• AUFGABENSTELLUNG 1: Führen Sie alle wörtlichen Zitate auf, die im nachstehenden Artikel über Tuzla in Anführungszeichen stehen.
• AUFGABENSTELLUNG 2: Prüfen Sie anhand des nachstehenden Artikels über Tuzla, ob die folgenden Aussagen zutreffen, und belegen Sie jedes Urteil mit einem wörtlichen Zitat: (a) Amela K. ist 35 Jahre alt. (b) Amela K. ist zu Beginn des Krieges ins Ausland geflohen. (c) Die Tore des Flughafens sind bereits geöffnet.

• AUSGANGSTEXT:
----------------
In Tuzla herrscht gespannte Erwartung

Die Bevölkerung in der Stadt traut dem Frieden noch nicht so recht. Die Offiziellen aber versprechen sich von der Stationierung der Nato-Truppen einen wirtschaftlichen Aufschwung  ■ Aus Tuzla Erich Rathfelder

Vor dem Eingang des Militärflughafens und UNO- Hauptquartiers in Tuzla treten sich die Reporter auf die Füße. Sie warten ungeduldig auf die ersten US-Amerikaner, die jederzeit auf dem Flughafen landen sollen. Doch noch sind die Tore verschlossen. Und vor dem Tor geben sich die Neugierigen gelassen. „Wir werden sehen, wie sich alles entwickelt.“ Amela K. ist Verkäuferin in einem Supermarkt. Die 35jährige schlanke Blondine ist zu Beginn des Krieges vom Ausland in ihre Heimatstadt zurückgekehrt: „Ich wollte nicht fliehen, ich wollte den Krieg mit meinen Leuten zusammen durchstehen.“ Ob jetzt Friede sein wird, weiß sie nicht genau. Doch die Amerikaner, so gibt sie zu verstehen, seien die einzige Macht, die Bosnien effektiv helfen wolle. In ihrem Supermarkt saß sie bis zum Frühling 1994 vor buchstäblich leeren Regalen. Damals, so erinnert sie sich, gab es mit den Kolleginnen tagein und tagaus nur ein Thema: „Wie und wo können wir etwas zu essen bekommen, wie können wir überleben.“ Manchmal habe sie tagelang geweint.
----------------
• BEREITGESTELLTE EINTRÄGE:
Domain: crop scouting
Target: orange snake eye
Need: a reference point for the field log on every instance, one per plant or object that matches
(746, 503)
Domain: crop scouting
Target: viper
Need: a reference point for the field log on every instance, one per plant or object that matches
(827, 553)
----------------
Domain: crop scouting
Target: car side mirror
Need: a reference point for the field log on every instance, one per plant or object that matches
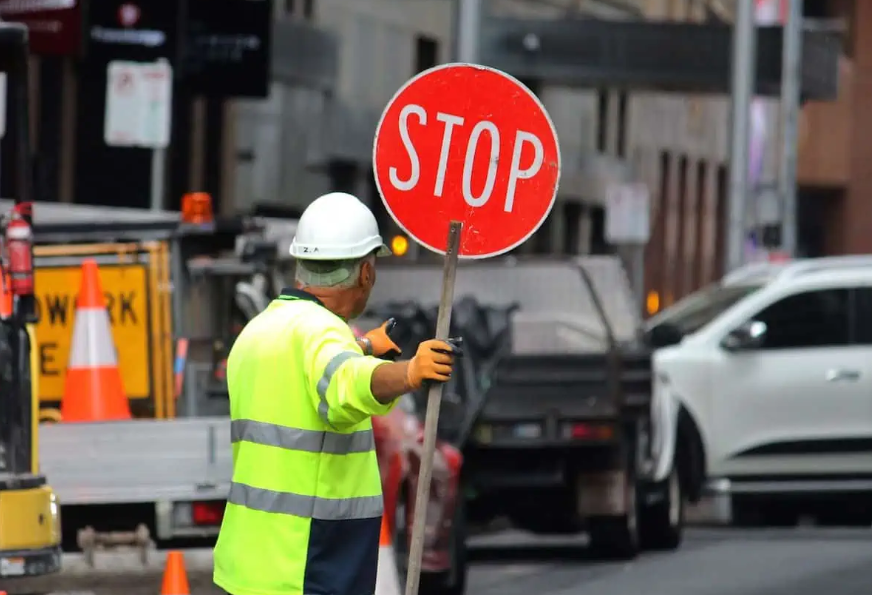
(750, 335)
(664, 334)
----------------
• ERWARTETE ANTWORT 1:
1. „Wir werden sehen, wie sich alles entwickelt.“
2. „Ich wollte nicht fliehen, ich wollte den Krieg mit meinen Leuten zusammen durchstehen.“
3. „Wie und wo können wir etwas zu essen bekommen, wie können wir überleben.“

• ERWARTETE ANTWORT 2:
(a) Ja: „Die 35jährige schlanke Blondine“
(b) Nein: „ist zu Beginn des Krieges vom Ausland in ihre Heimatstadt zurückgekehrt“
(c) Nein: „Doch noch sind die Tore verschlossen.“